• **Problem to solve**: Beginning at the line that includes "Could you please indicate the green metal" in the entries below, print each line exactly as it appears, through the last one.
━━━ Dataset extract
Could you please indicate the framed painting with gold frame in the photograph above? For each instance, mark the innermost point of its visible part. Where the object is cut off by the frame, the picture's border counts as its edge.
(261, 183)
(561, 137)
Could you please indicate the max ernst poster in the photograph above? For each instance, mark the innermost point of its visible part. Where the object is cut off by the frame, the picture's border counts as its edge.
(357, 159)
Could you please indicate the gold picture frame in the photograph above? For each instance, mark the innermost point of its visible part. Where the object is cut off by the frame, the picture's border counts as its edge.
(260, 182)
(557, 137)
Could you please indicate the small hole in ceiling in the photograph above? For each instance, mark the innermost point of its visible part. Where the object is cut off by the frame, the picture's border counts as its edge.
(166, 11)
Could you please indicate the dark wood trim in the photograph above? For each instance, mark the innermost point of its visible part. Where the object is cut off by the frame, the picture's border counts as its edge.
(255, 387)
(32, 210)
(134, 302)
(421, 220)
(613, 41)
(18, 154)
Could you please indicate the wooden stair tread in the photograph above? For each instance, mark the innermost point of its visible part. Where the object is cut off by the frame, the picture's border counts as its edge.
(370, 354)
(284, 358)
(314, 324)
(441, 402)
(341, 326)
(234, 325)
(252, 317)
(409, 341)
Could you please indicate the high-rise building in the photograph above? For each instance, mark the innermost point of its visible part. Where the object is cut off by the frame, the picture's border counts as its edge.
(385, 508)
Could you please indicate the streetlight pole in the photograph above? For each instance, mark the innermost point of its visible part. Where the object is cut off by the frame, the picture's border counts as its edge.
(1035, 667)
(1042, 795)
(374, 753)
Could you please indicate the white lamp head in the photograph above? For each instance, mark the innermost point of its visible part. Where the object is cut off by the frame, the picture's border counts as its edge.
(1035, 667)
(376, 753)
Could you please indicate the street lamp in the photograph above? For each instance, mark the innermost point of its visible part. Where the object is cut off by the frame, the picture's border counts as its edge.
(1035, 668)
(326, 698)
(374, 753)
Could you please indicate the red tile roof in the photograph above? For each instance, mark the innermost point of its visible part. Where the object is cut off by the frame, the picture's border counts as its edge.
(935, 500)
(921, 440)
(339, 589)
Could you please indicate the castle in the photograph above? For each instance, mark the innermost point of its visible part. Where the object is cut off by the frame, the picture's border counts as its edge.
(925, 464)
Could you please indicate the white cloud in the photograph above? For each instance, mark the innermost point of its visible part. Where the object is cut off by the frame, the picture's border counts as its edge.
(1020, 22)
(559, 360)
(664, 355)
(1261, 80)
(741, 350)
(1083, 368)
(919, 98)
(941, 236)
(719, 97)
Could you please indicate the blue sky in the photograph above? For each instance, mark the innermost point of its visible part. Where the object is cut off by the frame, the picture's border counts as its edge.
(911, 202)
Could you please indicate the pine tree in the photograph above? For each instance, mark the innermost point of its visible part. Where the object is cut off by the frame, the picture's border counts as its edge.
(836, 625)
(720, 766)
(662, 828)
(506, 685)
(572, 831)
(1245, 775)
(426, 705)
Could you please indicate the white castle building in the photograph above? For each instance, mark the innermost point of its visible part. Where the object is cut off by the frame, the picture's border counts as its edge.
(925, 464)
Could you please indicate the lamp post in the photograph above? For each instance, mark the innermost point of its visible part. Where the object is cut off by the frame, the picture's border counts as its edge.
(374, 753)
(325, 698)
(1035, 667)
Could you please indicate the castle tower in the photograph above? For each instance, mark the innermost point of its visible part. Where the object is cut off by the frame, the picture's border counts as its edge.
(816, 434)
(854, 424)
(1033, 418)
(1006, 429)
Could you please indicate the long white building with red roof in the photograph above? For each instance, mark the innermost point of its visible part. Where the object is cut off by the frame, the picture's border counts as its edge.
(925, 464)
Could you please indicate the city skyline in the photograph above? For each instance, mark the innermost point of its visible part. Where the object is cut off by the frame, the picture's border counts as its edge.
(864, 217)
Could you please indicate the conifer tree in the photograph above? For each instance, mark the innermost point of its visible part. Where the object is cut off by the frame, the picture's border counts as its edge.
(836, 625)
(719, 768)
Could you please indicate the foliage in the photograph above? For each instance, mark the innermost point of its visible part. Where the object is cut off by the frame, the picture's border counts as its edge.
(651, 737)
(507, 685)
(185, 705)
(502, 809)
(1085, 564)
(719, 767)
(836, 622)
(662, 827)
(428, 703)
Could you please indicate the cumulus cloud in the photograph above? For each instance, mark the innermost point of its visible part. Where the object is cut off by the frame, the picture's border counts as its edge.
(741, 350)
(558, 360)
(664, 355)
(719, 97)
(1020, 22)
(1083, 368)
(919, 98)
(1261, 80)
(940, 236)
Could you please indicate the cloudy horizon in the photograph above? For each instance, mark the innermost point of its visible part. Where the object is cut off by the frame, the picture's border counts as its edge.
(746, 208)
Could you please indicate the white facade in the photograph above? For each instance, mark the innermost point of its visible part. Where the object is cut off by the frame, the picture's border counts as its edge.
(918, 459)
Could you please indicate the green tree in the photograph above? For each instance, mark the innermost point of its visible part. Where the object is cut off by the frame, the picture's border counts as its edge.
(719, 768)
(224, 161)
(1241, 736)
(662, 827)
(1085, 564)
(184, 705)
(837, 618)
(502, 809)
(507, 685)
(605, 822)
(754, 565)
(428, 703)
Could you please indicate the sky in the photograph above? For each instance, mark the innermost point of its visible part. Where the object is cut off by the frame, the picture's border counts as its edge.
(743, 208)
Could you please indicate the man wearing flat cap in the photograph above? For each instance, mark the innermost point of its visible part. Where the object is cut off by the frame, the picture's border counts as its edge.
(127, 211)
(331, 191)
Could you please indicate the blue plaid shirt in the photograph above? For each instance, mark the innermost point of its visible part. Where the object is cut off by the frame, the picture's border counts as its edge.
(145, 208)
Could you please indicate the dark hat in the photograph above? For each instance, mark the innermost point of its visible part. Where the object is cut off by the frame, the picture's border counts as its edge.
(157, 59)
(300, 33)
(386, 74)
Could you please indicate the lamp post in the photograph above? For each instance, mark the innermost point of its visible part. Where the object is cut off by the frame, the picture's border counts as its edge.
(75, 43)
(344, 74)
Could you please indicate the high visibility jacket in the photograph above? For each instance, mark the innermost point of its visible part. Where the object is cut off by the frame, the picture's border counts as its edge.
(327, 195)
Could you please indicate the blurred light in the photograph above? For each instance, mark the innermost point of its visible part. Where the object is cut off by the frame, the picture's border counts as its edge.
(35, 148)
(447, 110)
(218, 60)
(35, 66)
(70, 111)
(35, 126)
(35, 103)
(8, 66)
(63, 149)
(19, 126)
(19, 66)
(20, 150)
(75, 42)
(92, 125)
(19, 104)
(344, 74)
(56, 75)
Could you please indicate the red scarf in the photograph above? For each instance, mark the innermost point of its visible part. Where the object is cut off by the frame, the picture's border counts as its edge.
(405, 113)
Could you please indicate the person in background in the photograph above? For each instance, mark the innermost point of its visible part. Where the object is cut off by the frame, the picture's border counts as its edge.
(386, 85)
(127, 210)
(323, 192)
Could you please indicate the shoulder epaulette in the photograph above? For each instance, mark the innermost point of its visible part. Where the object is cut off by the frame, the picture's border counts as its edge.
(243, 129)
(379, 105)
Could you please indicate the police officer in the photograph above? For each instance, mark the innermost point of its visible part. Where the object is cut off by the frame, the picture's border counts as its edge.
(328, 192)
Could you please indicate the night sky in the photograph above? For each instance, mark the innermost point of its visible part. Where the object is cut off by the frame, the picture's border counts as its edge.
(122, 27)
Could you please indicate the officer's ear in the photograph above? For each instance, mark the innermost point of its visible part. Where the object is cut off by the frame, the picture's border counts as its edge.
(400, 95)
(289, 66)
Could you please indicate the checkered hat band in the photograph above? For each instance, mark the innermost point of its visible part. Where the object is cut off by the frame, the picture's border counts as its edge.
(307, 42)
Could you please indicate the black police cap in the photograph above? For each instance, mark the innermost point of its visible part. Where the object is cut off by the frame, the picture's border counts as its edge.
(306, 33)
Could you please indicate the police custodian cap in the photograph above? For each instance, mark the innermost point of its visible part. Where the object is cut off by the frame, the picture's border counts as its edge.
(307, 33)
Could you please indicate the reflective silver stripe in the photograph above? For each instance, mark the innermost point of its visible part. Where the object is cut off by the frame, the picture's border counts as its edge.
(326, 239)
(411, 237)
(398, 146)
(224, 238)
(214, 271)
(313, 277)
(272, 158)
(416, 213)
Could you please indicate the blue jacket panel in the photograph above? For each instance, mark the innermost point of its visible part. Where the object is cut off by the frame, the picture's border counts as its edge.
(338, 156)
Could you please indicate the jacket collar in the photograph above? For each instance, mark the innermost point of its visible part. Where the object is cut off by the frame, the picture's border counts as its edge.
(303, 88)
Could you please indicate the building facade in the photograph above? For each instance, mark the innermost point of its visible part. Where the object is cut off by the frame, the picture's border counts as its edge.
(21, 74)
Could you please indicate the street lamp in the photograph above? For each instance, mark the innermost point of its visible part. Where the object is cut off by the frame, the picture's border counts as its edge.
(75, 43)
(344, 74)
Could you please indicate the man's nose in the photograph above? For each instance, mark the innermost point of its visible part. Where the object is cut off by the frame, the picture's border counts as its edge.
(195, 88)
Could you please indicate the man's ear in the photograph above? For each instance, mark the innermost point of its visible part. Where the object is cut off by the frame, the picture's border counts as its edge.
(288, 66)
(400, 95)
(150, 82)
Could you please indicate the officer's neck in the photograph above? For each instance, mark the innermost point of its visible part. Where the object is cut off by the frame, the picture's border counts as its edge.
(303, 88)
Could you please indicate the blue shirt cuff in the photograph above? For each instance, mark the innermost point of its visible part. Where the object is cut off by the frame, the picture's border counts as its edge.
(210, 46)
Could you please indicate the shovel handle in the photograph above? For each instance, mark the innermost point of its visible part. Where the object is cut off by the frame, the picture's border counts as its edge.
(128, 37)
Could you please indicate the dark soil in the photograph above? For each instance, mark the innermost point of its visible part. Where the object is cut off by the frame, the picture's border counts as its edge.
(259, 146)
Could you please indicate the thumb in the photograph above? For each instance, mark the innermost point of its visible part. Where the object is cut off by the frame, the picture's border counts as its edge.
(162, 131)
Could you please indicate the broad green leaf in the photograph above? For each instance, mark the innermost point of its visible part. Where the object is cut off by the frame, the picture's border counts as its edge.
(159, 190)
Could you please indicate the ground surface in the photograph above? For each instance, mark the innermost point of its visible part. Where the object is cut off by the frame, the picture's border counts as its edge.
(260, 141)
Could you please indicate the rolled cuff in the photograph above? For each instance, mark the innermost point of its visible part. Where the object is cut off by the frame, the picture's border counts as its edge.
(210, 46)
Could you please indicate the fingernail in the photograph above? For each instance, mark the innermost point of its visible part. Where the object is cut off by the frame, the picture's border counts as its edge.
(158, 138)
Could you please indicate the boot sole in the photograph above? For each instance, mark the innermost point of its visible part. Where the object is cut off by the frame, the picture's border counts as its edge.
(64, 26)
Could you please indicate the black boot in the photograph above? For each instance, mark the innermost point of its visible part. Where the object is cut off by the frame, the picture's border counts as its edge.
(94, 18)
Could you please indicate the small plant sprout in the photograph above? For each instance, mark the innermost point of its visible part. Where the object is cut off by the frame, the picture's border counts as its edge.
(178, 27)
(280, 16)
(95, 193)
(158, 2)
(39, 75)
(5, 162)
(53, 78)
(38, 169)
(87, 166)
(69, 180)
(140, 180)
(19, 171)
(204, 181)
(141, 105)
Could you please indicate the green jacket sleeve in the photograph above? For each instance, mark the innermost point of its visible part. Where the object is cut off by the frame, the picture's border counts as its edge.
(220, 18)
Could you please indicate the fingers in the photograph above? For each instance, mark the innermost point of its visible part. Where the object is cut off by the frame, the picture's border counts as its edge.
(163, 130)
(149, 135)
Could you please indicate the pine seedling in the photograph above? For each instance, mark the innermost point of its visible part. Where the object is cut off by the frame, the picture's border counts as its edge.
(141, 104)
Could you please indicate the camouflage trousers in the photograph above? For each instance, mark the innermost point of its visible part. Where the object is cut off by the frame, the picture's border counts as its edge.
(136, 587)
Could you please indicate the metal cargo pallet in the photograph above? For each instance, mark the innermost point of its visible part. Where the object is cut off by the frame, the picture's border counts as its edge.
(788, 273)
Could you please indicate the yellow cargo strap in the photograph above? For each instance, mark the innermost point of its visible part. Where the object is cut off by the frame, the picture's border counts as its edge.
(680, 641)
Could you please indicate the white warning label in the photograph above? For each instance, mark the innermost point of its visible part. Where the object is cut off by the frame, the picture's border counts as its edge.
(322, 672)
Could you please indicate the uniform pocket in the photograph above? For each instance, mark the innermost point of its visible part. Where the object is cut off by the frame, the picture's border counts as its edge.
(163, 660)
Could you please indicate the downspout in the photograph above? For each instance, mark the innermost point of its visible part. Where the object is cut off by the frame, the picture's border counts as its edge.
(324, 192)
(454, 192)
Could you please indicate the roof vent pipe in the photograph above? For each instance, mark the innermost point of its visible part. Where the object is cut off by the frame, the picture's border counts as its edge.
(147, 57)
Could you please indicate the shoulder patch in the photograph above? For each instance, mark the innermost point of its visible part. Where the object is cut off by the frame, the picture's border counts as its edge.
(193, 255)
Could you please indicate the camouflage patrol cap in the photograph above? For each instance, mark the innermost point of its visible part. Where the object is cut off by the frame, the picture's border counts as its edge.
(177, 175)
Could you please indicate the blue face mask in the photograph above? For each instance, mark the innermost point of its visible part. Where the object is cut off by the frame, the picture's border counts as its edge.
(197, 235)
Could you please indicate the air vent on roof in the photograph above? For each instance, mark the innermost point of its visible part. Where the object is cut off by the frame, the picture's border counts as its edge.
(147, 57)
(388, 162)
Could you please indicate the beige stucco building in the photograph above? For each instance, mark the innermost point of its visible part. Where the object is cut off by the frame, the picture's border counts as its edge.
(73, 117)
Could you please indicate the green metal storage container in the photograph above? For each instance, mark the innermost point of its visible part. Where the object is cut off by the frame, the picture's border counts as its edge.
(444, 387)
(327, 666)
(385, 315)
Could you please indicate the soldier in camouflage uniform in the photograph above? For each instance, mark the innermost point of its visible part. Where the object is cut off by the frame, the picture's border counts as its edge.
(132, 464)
━━━━━━
• **Expected output**:
Could you please indicate the green metal storage container in the photograph above? For each instance, mark the innermost point of its visible part. Where the object is cut off by the frame, the picture's border counts as its edge.
(444, 387)
(327, 666)
(385, 315)
Could you please indicate the soldier in camouflage uniform in the photograph above? For each instance, mark the innermost point of its visible part. Where the object is cut off by the frame, the picture's border counts as its edge.
(132, 464)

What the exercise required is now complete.